## To do
[1] According to the article about Holy Wow Poets, how many members has the monthly poetry group gathered since it began?
[2] List every instrument that the article about Holy Wow Poets says Levasseur uses for her craft.

You won’t find a drill, hammer or saw in Helene Levasseur’s tool box.
The instruments that she uses for her craft are a rhyme book, dictionary and thesaurus.
She has a penchant for words, relishes language for all its quirks and its power to hurt or heal.
“Poetry is writing music, composition, you can encompass anything,” says Levasseur, who founded Holy Wow Poets in 2009 to connect with others fond of words and verse.
For Levasseur, writing has been cathartic. She began penning her thoughts after an accident in 1989 that left her with a serious brain injury.
With her speech slurred and “eyes crossed”, Levasseur was “living in a fog.”
She began writing songs, learned to play the guitar and found the lyrics were lifting her spirits.
“It’s therapy,” says Levasseur. “Poetry is therapy. It’s a medicine. It’s healing. It’s a metamorphosis in so many ways. It’s grand. It’s a release.”
A decade later, a friend in 100 Mile House sent her an email, in the form of a verse and dared Levasseur to reply, lyrically.
Her reply turned into a collaborative, rather lengthy, rhyme and prompted her to wonder if there were like-minded people in Maple Ridge who wanted to share their poetry with others.
Since it began in 2009, the monthly drop-in poetry group has gathered a membership of 25 that includes published poets. The group is now working towards publishing an anthology to feature everyone’s work and hopes to host a reading on the main stage of the ACT eventually. Each monthly gathering usually has a theme. Yesterday, the group pondered New Year’s resolutions with poetic flair. Next month, they will write about Cupid.
“I know nothing about poetry,” says Levasseur. “My love for it came from writing music.”
Levasseur described the group in a rhyme: “If you’re a poet, and you know it, come and show it.”
“People think poetry has nothing to do with them,” she says. “They refuse it until they hear it. Everybody can relate to poetry. It goes deep inside your heart and it reaches people.”
• The Holy Wow Poets will meet in the lobby of the ACT in Maple Ridge on Feb. 14 at 7 p.m. The theme is St. Valentine’s Duo and poems will focus on romance.

(Point-per-instance localization data)
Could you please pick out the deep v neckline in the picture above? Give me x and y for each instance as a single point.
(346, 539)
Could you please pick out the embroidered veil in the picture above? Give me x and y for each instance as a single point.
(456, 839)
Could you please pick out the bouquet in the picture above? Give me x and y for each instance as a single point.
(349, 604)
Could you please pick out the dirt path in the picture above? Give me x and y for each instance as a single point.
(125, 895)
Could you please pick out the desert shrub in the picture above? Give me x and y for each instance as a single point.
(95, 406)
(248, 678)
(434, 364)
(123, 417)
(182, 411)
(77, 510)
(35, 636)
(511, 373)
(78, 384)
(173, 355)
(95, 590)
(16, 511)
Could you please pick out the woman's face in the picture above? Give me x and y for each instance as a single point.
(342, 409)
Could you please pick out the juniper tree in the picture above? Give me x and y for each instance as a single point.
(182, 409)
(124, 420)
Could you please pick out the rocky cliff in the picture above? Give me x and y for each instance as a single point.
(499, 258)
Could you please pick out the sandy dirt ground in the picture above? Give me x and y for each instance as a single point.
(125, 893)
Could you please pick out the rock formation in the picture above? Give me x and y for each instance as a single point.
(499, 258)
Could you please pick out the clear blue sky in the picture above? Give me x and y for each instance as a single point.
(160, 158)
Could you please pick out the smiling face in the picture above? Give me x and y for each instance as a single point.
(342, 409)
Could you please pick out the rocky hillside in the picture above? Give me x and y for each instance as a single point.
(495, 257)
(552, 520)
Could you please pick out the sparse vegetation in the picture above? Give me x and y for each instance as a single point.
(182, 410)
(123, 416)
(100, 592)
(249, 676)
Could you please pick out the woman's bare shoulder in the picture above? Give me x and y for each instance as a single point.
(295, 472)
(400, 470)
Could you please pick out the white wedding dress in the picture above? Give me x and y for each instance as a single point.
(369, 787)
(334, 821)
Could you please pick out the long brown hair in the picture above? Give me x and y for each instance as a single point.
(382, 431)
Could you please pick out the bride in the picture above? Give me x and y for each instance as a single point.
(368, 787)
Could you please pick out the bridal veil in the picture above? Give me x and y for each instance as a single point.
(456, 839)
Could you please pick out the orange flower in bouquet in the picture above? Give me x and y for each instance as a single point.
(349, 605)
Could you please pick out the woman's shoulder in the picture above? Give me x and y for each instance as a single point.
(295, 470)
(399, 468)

---

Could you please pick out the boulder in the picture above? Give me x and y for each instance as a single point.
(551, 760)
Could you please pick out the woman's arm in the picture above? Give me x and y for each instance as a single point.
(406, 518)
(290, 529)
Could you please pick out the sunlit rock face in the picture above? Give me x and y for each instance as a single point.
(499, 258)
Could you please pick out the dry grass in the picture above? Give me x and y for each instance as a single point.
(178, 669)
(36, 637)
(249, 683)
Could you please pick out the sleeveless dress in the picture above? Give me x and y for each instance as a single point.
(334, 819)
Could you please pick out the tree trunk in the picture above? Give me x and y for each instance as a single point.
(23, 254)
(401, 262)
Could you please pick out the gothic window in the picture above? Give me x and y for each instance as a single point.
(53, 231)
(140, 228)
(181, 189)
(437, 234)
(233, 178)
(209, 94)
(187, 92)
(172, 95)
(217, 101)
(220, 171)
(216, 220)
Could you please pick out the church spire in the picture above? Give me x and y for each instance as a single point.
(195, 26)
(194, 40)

## Solution set
[1] 25 members, including published poets.

[2] A rhyme book, a dictionary and a thesaurus.